*** Begin section ***
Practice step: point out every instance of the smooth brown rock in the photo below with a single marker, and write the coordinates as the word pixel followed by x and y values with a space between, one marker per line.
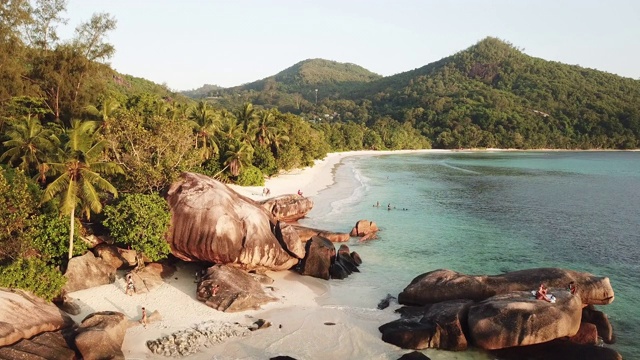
pixel 100 335
pixel 237 290
pixel 601 321
pixel 442 285
pixel 364 228
pixel 306 233
pixel 438 326
pixel 288 208
pixel 151 277
pixel 48 345
pixel 287 235
pixel 586 335
pixel 109 253
pixel 212 223
pixel 414 355
pixel 23 315
pixel 318 259
pixel 88 271
pixel 519 319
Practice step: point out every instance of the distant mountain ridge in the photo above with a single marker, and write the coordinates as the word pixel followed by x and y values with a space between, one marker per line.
pixel 488 95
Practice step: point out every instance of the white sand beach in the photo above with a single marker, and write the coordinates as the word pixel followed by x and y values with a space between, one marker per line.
pixel 299 328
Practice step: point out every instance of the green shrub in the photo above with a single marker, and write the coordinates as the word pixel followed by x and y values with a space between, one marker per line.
pixel 263 159
pixel 34 275
pixel 141 221
pixel 50 237
pixel 19 197
pixel 250 176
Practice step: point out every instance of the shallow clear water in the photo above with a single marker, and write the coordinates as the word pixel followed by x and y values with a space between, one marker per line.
pixel 488 213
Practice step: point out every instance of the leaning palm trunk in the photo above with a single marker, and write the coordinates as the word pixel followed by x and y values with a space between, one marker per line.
pixel 72 216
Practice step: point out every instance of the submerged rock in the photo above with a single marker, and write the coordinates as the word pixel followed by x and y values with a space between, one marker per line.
pixel 364 228
pixel 306 233
pixel 438 326
pixel 318 259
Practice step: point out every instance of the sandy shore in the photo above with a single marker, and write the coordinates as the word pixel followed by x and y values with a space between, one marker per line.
pixel 300 324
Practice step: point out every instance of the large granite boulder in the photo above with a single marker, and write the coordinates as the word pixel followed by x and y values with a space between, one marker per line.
pixel 115 256
pixel 518 318
pixel 23 315
pixel 100 335
pixel 306 233
pixel 289 237
pixel 88 271
pixel 363 228
pixel 288 208
pixel 587 334
pixel 212 223
pixel 319 257
pixel 230 289
pixel 441 285
pixel 48 345
pixel 601 321
pixel 438 326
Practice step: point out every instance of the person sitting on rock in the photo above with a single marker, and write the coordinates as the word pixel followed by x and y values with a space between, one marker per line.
pixel 144 319
pixel 541 294
pixel 130 286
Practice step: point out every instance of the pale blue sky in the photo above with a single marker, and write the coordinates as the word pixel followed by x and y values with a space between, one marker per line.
pixel 187 43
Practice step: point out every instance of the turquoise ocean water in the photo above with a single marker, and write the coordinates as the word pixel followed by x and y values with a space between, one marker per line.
pixel 489 213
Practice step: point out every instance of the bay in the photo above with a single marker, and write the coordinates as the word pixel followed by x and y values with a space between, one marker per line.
pixel 489 213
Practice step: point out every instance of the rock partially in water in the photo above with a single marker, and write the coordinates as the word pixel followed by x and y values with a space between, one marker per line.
pixel 442 285
pixel 188 342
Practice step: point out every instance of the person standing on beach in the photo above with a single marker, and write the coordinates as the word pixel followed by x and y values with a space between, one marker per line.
pixel 144 319
pixel 130 287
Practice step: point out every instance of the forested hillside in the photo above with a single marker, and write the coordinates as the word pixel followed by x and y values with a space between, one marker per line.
pixel 493 95
pixel 77 138
pixel 489 95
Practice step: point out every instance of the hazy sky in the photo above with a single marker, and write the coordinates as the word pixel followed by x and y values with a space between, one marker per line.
pixel 187 43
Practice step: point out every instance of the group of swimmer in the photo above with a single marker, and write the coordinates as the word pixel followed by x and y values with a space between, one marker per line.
pixel 388 206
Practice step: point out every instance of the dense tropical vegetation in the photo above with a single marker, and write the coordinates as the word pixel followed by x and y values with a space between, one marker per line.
pixel 76 137
pixel 489 95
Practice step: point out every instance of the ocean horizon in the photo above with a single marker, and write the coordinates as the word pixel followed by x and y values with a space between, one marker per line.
pixel 488 213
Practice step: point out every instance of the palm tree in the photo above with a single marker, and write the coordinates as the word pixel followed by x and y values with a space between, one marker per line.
pixel 79 173
pixel 277 139
pixel 245 115
pixel 265 128
pixel 206 125
pixel 29 143
pixel 237 157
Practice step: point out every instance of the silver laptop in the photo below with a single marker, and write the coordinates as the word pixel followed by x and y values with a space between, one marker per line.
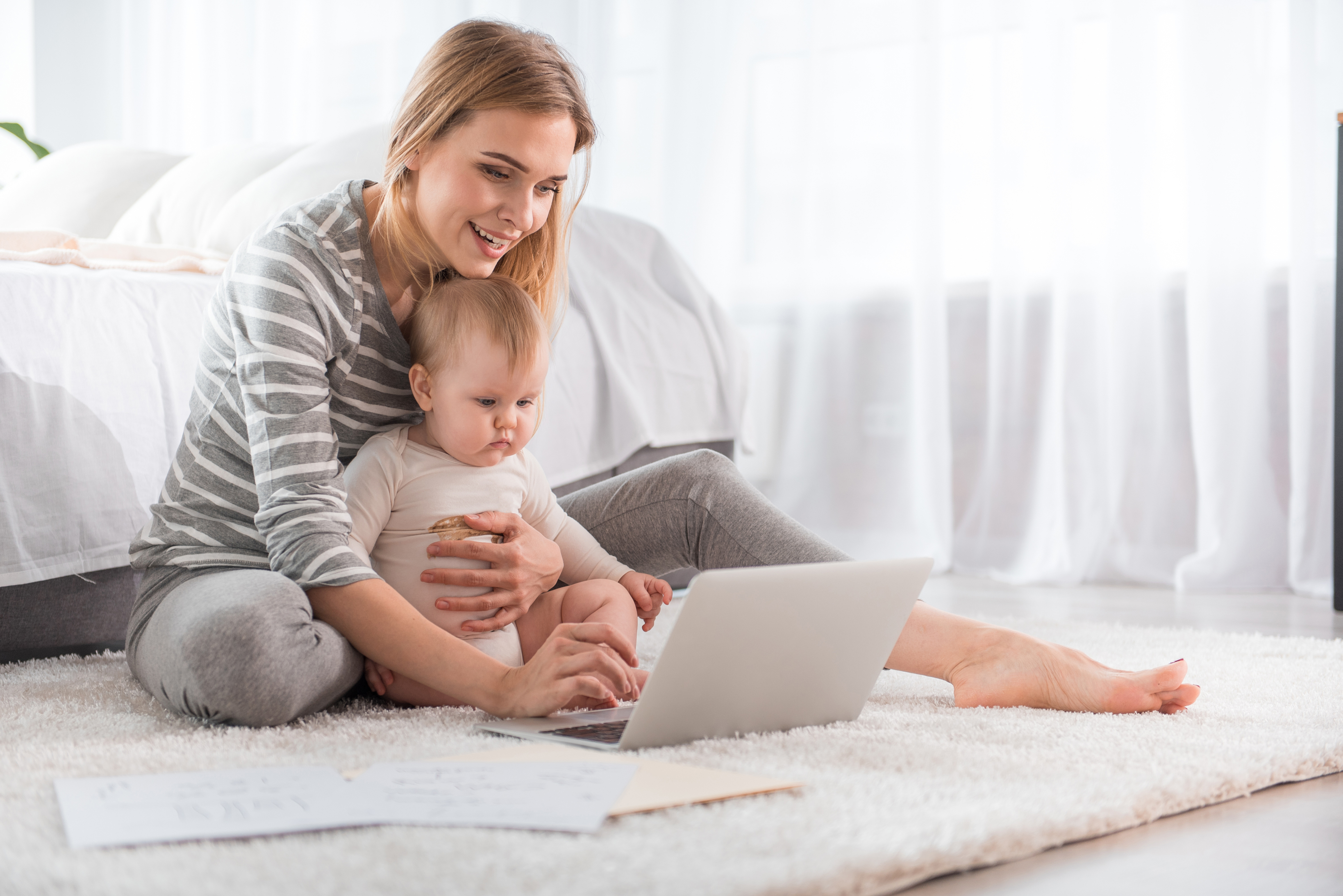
pixel 763 648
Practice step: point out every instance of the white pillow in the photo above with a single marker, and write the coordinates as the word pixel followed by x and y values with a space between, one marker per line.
pixel 187 200
pixel 309 172
pixel 81 190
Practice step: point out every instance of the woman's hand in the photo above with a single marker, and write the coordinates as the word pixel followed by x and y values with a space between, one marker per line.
pixel 523 568
pixel 649 595
pixel 585 665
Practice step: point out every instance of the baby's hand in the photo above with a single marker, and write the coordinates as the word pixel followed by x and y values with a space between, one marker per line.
pixel 649 595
*** End section ***
#### What to do:
Copy every line above word for word and exclude the pictures.

#### Reply to the task:
Practice step: point out every instance of the smooth brown rock in the photo below with a single marker, and write the coordinates as the word pixel followed by x and y values with a space between, one marker per line.
pixel 100 335
pixel 237 290
pixel 601 321
pixel 442 285
pixel 364 228
pixel 306 233
pixel 438 326
pixel 288 208
pixel 151 277
pixel 48 345
pixel 287 235
pixel 586 335
pixel 109 253
pixel 212 223
pixel 414 355
pixel 23 315
pixel 318 259
pixel 88 271
pixel 519 319
Practice step: point out every instance of the distant mountain ridge in the photo above with a single marker, and write the coordinates as the word pixel followed by x and y values with a space between, one marker per line.
pixel 488 95
Practice step: point out every instance of the white sand beach in the photo above with a single marker, and write the coordinates as the word pixel followed by x and y values with a space between, one marker per line.
pixel 299 328
Practice step: point out every instance of the green shrub in the photo above with a single marker, and write the coordinates as the word pixel followed by x and y values with a space between, one marker per line.
pixel 263 159
pixel 34 275
pixel 141 221
pixel 50 237
pixel 19 197
pixel 250 176
Practice step: point out every instance of the shallow clear water in the photo above with a single marker, and write the coordinates as the word pixel followed by x and y values with a space between, one marker per line.
pixel 488 213
Practice step: point out every instance of the leaning palm trunk in the photo above with a single marker, and write the coordinates as the word pixel followed by x and y values with a space between, one marker per line.
pixel 72 216
Practice step: point out every instance of the submerged rock in the photo above with a single marker, and write the coordinates as the word pixel followed by x and y values with a space between, one marker per line.
pixel 364 228
pixel 306 233
pixel 438 326
pixel 318 259
Practice step: point out every instance of the sandy shore in the photo above with a single marker, and write the coordinates as the word pixel followed by x and y values with a space between, one marker per line.
pixel 300 324
Practice step: point out every instance of the large granite boulder in the photo above with a single marker, and write the coordinates as the word pixel followed by x and y values with a space between, one marker per line.
pixel 115 256
pixel 518 318
pixel 23 315
pixel 100 335
pixel 306 233
pixel 289 237
pixel 88 271
pixel 363 228
pixel 288 208
pixel 587 334
pixel 212 223
pixel 319 257
pixel 230 289
pixel 441 285
pixel 48 345
pixel 601 321
pixel 438 326
Practice step: point out every instance of the person sitting on rock in the photo above with a single marker, and write the coordinates as the word pixel followed by x and y values with a space between, one marker per line.
pixel 144 319
pixel 541 294
pixel 130 286
Practice step: point out every instance of the pale blue sky in the photo above with a single marker, and write the coordinates as the word pixel followed by x and y values with a space between, one marker per line.
pixel 187 43
Practice step: point out every instance of the turquoise ocean water in the photo above with a single marker, and write the coordinates as the word pixel followed by x and y values with a space between, one marker per line.
pixel 489 213
Practice step: point out every instance of the bay in the photo above with a single marker, and write the coordinates as the word pixel followed by x and y values with a space between, one marker per line.
pixel 489 213
Practice step: point out every instance of the rock partially in water in the photo above with a single marker, and write the coordinates as the word pixel followed by x and y values with a space between, one marker per line.
pixel 442 285
pixel 188 342
Practice step: point out every instance of the person standing on beach in the photo above with a single marker, and write the coordinates as the word pixel followed by x and y values with a space between, one marker per line.
pixel 144 319
pixel 130 287
Practice step: point out every instance of the forested hillside in the photo above with a single marker, and write the coordinates as the word pixel followed by x and y values with a space between, one marker per line.
pixel 493 95
pixel 77 138
pixel 489 95
Practice step: point out every instance of the hazy sky in the photo above with a single marker, and write the coordinates as the word pixel followed by x and y values with a space between, one marker per line.
pixel 187 43
Practice step: point out every instance of the group of swimmer in the photo above with a single marker, and write the coordinates as the word pixel followed by x and y values with a space between, one marker per line.
pixel 388 206
Practice step: point out every instance of the dense tropical vegetation in the photo above with a single marker, and write the coordinates as the word pixel followed by x and y values with a space between, one marker per line.
pixel 76 137
pixel 489 95
Practice step: point out every instance of the ocean horizon in the photo above with a single marker, and write the coordinates as the word pixel followed by x and y values with a space between, one marker per line.
pixel 488 213
Practice step: point out every instance of the palm tree in the photo above with a single marker, and write the coordinates as the word pixel followed by x and y values with a space between, one marker per line.
pixel 79 173
pixel 277 139
pixel 245 115
pixel 265 128
pixel 206 125
pixel 29 143
pixel 237 157
Practice step: point out every instance of the silver laptop in the photo below with a single marker, and write the coordinates as the word pixel followed by x and y values with a space between, one marker per line.
pixel 763 648
Practice step: point out every instance of the white pillow in the photo above with a single marker, and write the coordinates as the word pixel followed by x and y values with a space between, one marker per line.
pixel 187 200
pixel 309 172
pixel 81 190
Practice step: point out every instance of the woman's hand in the photo above with a single marker, and write the coordinates as the word pixel followed by x and y values with a space between, one marker per line.
pixel 523 568
pixel 649 595
pixel 585 665
Practice step: point out every instance of the baby's hand in the photo above with a single marker, and write the coordinates as the word pixel followed by x and y values with a space between, one marker per line.
pixel 649 595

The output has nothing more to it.